Referring expression data
○ ○ ○

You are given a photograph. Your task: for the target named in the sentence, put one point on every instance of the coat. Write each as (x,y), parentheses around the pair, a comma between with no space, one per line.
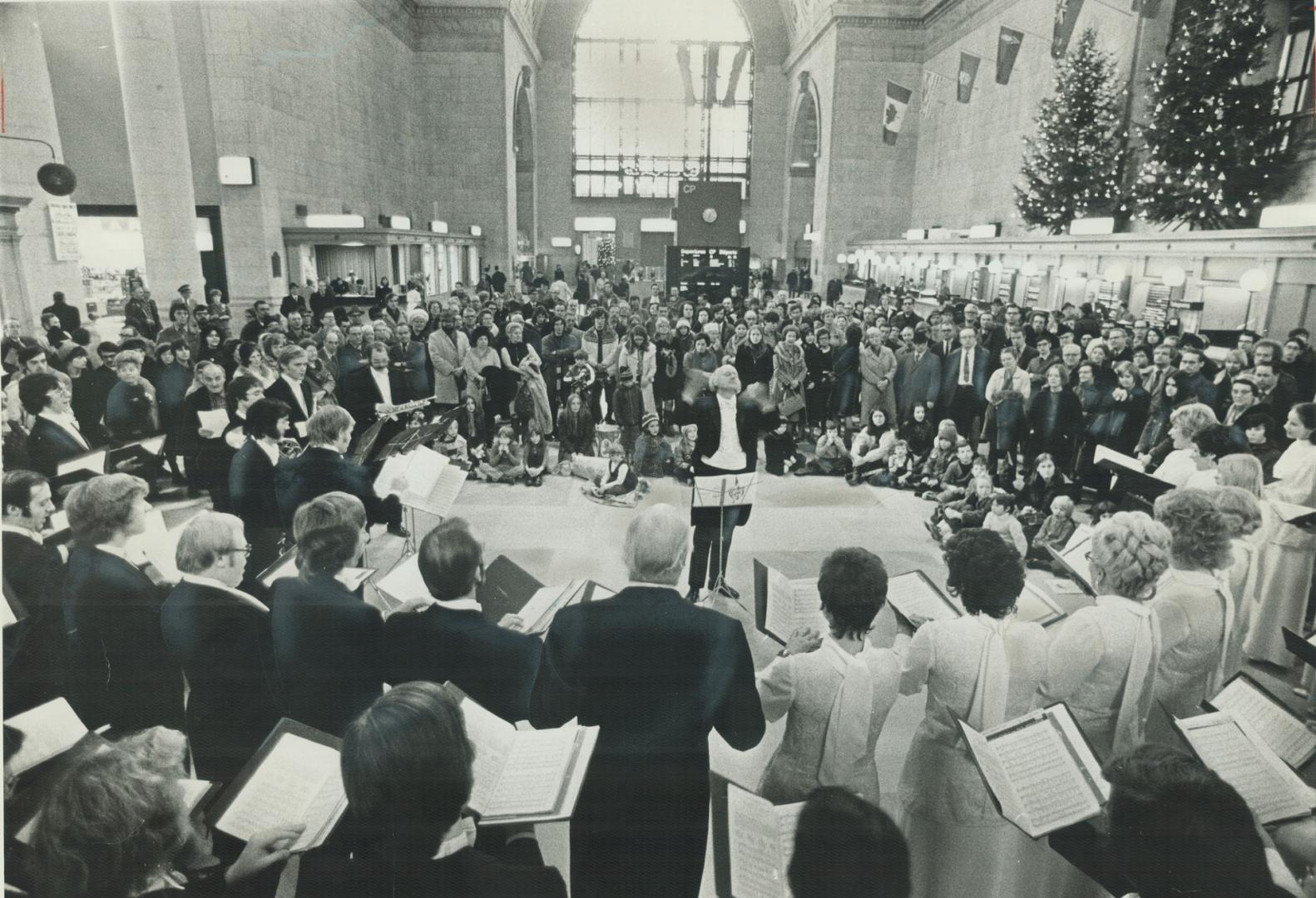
(327,651)
(750,422)
(445,355)
(918,380)
(656,674)
(224,647)
(494,665)
(121,672)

○ ○ ○

Required work
Although the records include pictures, the copy should reproduce every line exactly and none of the pictures.

Exercise result
You are given a photograph. Your task: for the target named in the sentence, put one point on every instance of the coat. Write each as (x,y), parentheses around the pair, a comma between with no space, one per line.
(327,651)
(750,422)
(445,355)
(918,380)
(656,674)
(224,647)
(494,665)
(121,672)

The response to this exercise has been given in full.